= The problem =
Switch each "white sky" in the data below to "pale sky" and give the lines again with nothing else changed.

= Given records =
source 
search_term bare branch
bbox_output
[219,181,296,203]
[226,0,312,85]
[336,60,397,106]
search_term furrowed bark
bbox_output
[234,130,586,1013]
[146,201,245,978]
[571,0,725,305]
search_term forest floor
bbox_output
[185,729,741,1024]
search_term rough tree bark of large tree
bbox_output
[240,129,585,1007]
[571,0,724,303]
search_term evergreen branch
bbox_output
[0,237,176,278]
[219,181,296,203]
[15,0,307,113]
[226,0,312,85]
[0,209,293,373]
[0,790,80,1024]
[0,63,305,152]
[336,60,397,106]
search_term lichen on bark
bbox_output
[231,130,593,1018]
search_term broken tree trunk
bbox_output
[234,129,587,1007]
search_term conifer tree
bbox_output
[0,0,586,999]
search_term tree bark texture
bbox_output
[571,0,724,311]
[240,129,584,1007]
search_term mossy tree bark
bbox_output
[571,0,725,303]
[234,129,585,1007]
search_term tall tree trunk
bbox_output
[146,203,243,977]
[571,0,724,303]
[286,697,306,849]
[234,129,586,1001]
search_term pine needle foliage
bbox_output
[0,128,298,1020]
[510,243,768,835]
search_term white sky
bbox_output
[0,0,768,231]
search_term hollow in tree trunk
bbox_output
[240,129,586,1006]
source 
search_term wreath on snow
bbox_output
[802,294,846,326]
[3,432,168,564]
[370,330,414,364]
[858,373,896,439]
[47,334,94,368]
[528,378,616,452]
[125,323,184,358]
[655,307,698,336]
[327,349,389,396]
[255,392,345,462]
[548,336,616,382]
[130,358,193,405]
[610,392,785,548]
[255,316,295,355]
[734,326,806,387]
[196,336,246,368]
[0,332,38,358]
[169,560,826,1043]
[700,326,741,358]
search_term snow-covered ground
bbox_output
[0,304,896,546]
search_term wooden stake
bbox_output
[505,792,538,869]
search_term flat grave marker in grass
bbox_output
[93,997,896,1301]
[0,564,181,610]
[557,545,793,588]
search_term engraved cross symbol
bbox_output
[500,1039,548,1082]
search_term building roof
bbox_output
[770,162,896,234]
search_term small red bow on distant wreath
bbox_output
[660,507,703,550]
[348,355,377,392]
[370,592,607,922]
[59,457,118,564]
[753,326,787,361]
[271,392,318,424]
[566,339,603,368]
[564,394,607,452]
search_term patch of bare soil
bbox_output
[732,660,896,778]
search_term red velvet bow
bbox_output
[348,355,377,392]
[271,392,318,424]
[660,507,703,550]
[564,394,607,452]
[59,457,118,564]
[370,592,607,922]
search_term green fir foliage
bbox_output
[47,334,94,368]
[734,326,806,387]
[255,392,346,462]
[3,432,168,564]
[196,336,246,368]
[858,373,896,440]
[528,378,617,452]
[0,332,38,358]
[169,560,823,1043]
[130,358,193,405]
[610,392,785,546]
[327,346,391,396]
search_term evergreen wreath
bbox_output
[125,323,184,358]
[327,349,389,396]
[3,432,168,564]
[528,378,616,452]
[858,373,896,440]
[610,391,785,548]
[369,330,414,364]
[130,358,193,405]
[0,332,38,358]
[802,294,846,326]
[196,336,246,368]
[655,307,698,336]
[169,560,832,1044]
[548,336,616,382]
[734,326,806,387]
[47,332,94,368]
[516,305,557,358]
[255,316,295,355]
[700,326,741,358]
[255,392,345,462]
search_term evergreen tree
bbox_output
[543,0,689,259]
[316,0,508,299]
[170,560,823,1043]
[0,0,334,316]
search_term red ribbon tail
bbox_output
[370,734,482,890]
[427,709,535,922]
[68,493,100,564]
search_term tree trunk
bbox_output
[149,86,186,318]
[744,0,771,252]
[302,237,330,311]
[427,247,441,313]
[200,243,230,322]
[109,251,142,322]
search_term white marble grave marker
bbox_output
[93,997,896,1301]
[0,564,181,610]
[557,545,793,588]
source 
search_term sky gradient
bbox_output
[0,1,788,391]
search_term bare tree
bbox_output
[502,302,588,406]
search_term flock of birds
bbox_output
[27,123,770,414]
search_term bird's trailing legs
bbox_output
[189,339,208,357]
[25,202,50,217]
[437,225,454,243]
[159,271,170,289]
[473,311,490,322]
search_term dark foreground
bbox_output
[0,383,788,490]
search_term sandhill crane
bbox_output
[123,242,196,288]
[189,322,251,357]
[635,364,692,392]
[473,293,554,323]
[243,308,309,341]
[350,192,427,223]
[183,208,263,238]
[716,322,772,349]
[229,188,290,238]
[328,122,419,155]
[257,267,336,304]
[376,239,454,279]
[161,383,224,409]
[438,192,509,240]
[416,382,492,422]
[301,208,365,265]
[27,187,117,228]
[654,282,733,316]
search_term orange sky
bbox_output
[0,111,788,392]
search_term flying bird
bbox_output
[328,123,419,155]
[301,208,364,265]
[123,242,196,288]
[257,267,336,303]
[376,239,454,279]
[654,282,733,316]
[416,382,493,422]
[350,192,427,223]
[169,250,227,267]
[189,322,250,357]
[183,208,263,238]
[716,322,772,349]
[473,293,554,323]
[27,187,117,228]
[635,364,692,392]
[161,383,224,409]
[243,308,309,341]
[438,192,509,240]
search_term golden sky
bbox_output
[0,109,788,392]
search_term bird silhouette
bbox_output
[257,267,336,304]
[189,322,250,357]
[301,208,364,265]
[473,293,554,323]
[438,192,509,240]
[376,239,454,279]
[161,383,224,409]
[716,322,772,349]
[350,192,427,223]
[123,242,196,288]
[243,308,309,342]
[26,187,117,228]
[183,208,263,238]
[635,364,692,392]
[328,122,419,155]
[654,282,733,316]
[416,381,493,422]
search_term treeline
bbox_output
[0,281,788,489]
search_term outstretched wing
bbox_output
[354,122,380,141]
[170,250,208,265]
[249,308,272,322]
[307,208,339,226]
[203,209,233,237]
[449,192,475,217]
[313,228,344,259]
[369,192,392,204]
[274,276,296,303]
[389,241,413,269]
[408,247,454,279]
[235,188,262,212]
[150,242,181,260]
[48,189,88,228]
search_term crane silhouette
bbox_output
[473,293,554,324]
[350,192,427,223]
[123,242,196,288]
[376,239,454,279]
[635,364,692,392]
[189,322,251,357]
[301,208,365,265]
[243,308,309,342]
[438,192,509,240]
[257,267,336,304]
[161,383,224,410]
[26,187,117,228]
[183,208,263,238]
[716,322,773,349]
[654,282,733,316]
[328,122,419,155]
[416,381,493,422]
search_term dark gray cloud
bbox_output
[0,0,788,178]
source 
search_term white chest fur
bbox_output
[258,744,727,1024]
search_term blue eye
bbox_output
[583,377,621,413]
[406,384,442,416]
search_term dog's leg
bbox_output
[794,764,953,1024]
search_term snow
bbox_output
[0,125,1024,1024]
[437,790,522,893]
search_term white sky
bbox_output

= Written answer =
source 
search_term bare branch
bbox_output
[219,181,296,203]
[226,0,312,85]
[336,60,397,106]
search_term furrowed bark
bbox_output
[234,130,586,1013]
[146,201,245,978]
[571,0,725,305]
search_term forest floor
bbox_output
[185,729,741,1024]
search_term rough tree bark of large tree
bbox_output
[240,129,585,1007]
[571,0,724,303]
search_term evergreen branch
bbox_output
[0,237,176,278]
[219,181,296,203]
[15,0,307,113]
[226,0,312,85]
[0,209,293,373]
[0,790,80,1024]
[0,63,305,152]
[336,60,397,106]
search_term lichen on bark
bbox_output
[231,130,593,1018]
search_term broken tree trunk
bbox_output
[234,129,587,1007]
search_term conifer tree
bbox_output
[0,0,586,999]
search_term tree bark texture
bbox_output
[571,0,724,311]
[240,129,584,1007]
search_term mossy tree bark
bbox_output
[571,0,725,303]
[234,129,585,1007]
search_term tall tree trunk
bbox_output
[146,203,243,977]
[571,0,724,303]
[286,697,306,849]
[234,129,586,1001]
search_term pine needle foliage
bbox_output
[0,128,298,1020]
[510,243,768,835]
search_term pale sky
bbox_output
[0,0,768,231]
search_term hollow in tree trunk
bbox_output
[240,129,586,1006]
source 
search_term wreath on snow
bbox_output
[802,294,846,326]
[3,432,168,564]
[370,330,414,364]
[858,373,896,439]
[47,334,94,368]
[528,378,616,452]
[125,323,184,358]
[655,307,698,336]
[327,349,389,396]
[255,392,345,462]
[548,336,616,382]
[130,358,193,405]
[610,392,785,548]
[255,316,295,355]
[734,326,806,387]
[196,336,246,368]
[0,332,38,358]
[169,560,826,1043]
[700,326,741,358]
search_term snow-covered ground
bbox_output
[0,304,896,546]
search_term wooden stake
bbox_output
[505,792,538,869]
search_term flat grave marker in grass
bbox_output
[93,997,896,1301]
[0,564,181,610]
[557,545,793,588]
search_term engraved cross symbol
bbox_output
[500,1039,548,1082]
search_term building roof
bbox_output
[770,162,896,234]
search_term small red bow on distant wreath
bbox_output
[660,507,703,550]
[348,355,377,392]
[370,592,607,922]
[59,457,118,564]
[753,326,787,361]
[271,392,318,424]
[566,339,603,368]
[564,394,607,452]
search_term patch of bare soil
bbox_output
[732,660,896,778]
search_term red velvet bow
bbox_output
[348,355,377,392]
[271,392,318,424]
[660,507,703,550]
[564,394,607,452]
[59,457,118,564]
[370,592,607,922]
search_term green fir foliage
bbox_output
[47,334,94,368]
[734,326,806,387]
[255,392,346,462]
[3,432,168,564]
[196,336,246,368]
[858,373,896,440]
[528,378,617,452]
[0,332,38,358]
[169,560,823,1043]
[130,358,193,405]
[610,392,785,546]
[327,346,391,396]
search_term evergreen wreath
bbox_output
[125,323,184,358]
[327,349,389,396]
[3,432,168,564]
[528,378,616,452]
[858,373,896,440]
[610,391,785,548]
[369,330,414,364]
[130,358,193,405]
[0,332,38,358]
[802,294,846,326]
[196,336,246,368]
[655,307,698,336]
[169,560,832,1044]
[548,336,616,382]
[734,326,806,387]
[47,332,94,368]
[516,305,557,358]
[255,316,295,355]
[700,326,741,358]
[255,392,345,462]
search_term evergreen tree
bbox_output
[543,0,689,259]
[316,0,508,299]
[170,560,823,1043]
[0,0,334,316]
search_term red ribbon tail
bbox_output
[370,734,482,890]
[427,709,535,922]
[68,493,100,564]
search_term tree trunk
bbox_output
[149,86,186,318]
[744,0,771,252]
[302,237,330,311]
[427,247,441,313]
[200,243,230,322]
[109,251,142,322]
search_term white marble grave marker
bbox_output
[93,997,896,1301]
[0,564,181,610]
[557,545,793,588]
source 
search_term sky gradient
bbox_output
[0,1,788,391]
search_term bare tree
bbox_output
[502,302,588,406]
search_term flock of birds
bbox_output
[27,123,770,414]
search_term bird's trailing legs
bbox_output
[189,339,208,357]
[25,202,50,217]
[437,225,454,243]
[159,271,170,289]
[473,311,490,322]
search_term dark foreground
bbox_output
[0,383,788,490]
search_term sandhill crane
bbox_output
[123,242,196,288]
[189,322,251,357]
[635,364,692,392]
[473,293,554,323]
[243,308,309,341]
[350,192,427,223]
[183,208,263,238]
[716,322,772,349]
[229,188,290,238]
[328,122,419,155]
[257,267,336,304]
[376,239,454,279]
[161,383,224,409]
[438,192,509,240]
[416,382,492,422]
[301,208,365,265]
[27,187,117,228]
[654,282,733,316]
search_term orange sky
bbox_output
[0,111,788,392]
search_term flying bird
bbox_output
[328,123,419,155]
[301,208,364,265]
[123,242,196,288]
[257,267,336,303]
[376,239,454,279]
[654,282,733,316]
[416,382,493,422]
[350,192,427,223]
[169,250,227,267]
[189,322,250,357]
[183,208,263,238]
[716,322,772,349]
[473,293,554,323]
[27,187,117,228]
[635,364,692,392]
[161,383,224,409]
[243,308,309,341]
[438,192,509,240]
search_term golden sky
bbox_output
[0,109,788,392]
search_term bird silhouette
bbox_output
[257,267,336,304]
[189,322,250,357]
[301,208,364,265]
[473,293,554,323]
[438,192,509,240]
[376,239,454,279]
[161,383,224,409]
[716,322,772,349]
[350,192,427,223]
[123,242,196,288]
[243,308,309,342]
[26,187,117,228]
[183,208,263,238]
[635,364,692,392]
[328,122,419,155]
[654,282,733,316]
[416,381,493,422]
search_term treeline
bbox_output
[0,281,788,489]
search_term outstretched wing
bbox_output
[354,122,380,141]
[170,250,208,265]
[249,308,272,322]
[307,208,339,226]
[203,209,233,237]
[449,192,475,217]
[313,228,344,259]
[369,192,392,204]
[274,276,296,303]
[389,241,413,269]
[408,247,454,279]
[235,188,262,212]
[150,242,181,260]
[48,189,88,228]
search_term crane silhouette
bbox_output
[473,293,554,324]
[350,192,427,223]
[123,242,196,288]
[376,239,454,279]
[635,364,692,392]
[189,322,251,357]
[301,208,365,265]
[243,308,309,342]
[438,192,509,240]
[257,267,336,304]
[161,383,224,410]
[26,187,117,228]
[183,208,263,238]
[716,322,773,349]
[654,282,733,316]
[328,122,419,155]
[416,381,493,422]
search_term dark gray cloud
bbox_output
[0,0,788,178]
source 
search_term white chest fur
bbox_output
[258,744,727,1024]
search_term blue eye
bbox_output
[583,377,621,413]
[406,384,442,416]
search_term dog's leg
bbox_output
[794,764,953,1024]
search_term snow
bbox_output
[0,125,1024,1024]
[437,790,522,893]
search_term pale sky
bbox_output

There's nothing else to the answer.